=== Section Start ===

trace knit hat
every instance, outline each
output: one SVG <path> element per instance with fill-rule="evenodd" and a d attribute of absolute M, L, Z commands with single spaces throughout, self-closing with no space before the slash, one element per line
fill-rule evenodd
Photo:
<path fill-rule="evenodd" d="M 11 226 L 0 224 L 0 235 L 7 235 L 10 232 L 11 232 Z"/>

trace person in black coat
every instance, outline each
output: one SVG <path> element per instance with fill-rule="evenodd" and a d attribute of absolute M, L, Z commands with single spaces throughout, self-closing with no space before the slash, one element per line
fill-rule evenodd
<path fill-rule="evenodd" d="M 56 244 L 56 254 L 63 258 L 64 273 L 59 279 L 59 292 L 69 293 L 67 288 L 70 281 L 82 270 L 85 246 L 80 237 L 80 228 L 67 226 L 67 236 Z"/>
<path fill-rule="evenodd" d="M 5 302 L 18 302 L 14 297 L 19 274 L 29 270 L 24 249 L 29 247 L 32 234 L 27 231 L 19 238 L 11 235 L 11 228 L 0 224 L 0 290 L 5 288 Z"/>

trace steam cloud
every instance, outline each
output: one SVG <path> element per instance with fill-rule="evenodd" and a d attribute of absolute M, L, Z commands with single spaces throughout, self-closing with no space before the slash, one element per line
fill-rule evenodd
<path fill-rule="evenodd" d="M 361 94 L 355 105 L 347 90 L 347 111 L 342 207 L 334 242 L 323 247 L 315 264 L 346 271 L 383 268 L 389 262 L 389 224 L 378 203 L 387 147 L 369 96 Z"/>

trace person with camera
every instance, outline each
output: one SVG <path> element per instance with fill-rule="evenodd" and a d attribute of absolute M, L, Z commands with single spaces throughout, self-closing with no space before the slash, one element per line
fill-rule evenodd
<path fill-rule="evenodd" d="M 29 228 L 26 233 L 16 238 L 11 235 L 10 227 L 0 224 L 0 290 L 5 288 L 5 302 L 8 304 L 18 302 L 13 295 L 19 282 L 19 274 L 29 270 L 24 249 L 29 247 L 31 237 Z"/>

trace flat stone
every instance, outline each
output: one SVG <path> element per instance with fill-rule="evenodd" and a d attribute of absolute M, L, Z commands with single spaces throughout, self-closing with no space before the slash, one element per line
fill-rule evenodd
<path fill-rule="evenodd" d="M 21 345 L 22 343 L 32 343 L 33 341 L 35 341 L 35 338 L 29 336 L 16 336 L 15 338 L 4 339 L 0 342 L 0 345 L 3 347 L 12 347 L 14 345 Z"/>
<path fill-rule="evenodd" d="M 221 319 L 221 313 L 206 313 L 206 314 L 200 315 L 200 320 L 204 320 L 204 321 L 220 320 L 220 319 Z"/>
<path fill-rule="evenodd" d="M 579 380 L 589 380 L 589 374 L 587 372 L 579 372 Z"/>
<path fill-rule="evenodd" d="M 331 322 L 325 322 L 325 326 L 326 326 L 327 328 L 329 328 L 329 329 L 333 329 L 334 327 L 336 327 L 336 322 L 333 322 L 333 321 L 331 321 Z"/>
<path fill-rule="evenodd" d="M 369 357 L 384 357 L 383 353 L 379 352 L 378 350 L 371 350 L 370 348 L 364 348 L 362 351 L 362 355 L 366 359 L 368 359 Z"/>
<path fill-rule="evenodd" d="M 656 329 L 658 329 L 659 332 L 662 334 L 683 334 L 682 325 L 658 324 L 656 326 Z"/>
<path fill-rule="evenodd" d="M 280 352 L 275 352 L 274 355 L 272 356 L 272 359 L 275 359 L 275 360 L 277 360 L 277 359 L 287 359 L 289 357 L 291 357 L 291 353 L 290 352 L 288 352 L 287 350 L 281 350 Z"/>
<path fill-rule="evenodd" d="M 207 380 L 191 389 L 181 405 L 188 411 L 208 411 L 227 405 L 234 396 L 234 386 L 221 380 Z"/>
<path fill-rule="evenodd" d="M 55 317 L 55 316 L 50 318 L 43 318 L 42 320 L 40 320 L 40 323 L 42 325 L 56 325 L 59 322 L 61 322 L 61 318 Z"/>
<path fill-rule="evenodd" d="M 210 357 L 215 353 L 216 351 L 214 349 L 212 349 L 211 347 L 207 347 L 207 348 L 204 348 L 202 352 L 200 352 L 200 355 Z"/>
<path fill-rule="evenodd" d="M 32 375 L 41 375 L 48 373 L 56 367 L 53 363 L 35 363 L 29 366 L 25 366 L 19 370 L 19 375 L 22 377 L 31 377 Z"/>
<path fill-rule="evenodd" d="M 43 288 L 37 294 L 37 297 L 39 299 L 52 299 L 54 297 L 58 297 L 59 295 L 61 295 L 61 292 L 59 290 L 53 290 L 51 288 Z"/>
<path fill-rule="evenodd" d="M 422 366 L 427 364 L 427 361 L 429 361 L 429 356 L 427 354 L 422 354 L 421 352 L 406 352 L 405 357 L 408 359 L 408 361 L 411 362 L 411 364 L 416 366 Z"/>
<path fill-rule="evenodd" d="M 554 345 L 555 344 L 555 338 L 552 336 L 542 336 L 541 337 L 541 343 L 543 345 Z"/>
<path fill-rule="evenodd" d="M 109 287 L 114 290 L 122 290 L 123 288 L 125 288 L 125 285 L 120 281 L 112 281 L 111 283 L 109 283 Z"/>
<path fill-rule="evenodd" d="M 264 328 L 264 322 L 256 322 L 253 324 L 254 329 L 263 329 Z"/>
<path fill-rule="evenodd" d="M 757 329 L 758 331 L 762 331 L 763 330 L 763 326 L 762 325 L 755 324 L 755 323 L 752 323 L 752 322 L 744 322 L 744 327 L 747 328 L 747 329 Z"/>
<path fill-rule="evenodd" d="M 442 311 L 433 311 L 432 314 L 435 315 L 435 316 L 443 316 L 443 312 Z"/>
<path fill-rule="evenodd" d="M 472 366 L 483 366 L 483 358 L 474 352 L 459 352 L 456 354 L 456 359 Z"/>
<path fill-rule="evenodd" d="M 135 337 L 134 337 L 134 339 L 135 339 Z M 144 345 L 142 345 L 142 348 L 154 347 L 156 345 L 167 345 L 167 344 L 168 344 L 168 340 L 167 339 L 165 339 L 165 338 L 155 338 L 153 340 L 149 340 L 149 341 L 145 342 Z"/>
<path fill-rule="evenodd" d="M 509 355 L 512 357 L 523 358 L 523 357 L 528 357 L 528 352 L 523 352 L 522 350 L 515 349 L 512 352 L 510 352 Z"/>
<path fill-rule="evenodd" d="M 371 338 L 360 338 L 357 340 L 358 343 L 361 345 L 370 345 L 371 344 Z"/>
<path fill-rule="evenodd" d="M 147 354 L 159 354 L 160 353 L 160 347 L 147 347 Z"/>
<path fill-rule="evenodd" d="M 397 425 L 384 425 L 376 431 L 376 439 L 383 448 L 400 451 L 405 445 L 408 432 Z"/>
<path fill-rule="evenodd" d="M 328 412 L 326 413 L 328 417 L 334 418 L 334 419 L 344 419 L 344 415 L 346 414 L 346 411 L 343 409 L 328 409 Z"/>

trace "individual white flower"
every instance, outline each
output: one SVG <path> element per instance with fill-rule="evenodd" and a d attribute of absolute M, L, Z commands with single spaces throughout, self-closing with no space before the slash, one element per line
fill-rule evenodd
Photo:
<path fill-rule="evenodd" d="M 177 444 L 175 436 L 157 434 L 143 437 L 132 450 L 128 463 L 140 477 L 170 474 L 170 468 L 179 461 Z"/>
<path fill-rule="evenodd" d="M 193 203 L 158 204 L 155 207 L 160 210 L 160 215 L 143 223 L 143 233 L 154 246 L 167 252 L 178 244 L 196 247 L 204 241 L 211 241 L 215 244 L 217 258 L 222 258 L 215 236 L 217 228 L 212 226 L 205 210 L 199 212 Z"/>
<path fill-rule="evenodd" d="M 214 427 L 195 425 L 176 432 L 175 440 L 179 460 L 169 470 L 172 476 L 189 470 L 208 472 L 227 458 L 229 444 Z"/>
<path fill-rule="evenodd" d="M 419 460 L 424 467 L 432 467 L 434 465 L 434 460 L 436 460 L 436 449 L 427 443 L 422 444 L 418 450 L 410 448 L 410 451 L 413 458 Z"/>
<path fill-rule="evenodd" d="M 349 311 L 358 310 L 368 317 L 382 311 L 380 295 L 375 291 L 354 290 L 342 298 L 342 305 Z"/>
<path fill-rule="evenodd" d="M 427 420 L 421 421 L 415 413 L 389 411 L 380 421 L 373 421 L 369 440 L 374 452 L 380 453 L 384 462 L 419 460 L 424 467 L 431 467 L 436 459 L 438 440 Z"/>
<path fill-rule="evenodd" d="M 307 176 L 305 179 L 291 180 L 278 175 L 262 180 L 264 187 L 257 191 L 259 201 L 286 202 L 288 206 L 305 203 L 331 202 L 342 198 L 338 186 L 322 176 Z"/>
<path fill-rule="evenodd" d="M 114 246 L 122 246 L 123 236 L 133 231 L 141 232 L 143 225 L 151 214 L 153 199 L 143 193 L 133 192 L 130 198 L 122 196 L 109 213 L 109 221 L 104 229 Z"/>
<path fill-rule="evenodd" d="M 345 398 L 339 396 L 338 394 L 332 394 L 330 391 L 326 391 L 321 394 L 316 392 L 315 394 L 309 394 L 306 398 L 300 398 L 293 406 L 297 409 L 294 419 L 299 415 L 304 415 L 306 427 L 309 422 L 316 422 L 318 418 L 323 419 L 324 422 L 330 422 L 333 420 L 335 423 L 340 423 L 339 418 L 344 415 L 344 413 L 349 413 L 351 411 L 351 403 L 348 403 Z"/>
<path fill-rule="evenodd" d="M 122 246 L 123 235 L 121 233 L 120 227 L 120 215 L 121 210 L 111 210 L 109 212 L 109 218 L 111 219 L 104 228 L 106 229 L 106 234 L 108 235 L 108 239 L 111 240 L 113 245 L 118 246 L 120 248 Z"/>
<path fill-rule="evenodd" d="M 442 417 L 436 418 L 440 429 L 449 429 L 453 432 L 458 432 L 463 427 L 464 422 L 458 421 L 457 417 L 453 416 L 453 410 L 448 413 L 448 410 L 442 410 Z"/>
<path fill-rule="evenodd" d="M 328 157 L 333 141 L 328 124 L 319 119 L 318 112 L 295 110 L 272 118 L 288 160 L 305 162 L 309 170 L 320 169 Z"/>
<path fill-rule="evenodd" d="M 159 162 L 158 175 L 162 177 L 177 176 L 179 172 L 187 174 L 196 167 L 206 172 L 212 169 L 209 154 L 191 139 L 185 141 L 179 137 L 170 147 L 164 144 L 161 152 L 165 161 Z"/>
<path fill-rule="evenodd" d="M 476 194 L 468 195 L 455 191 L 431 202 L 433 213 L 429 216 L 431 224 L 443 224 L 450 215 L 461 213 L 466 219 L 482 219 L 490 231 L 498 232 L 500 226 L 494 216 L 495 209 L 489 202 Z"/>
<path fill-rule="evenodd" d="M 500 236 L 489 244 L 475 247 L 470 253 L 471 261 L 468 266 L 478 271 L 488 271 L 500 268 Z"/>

=== Section End ===

Using the listing above, pull out all lines that hold the word "person".

◆ **Task answer**
trace person in black coat
trace person with camera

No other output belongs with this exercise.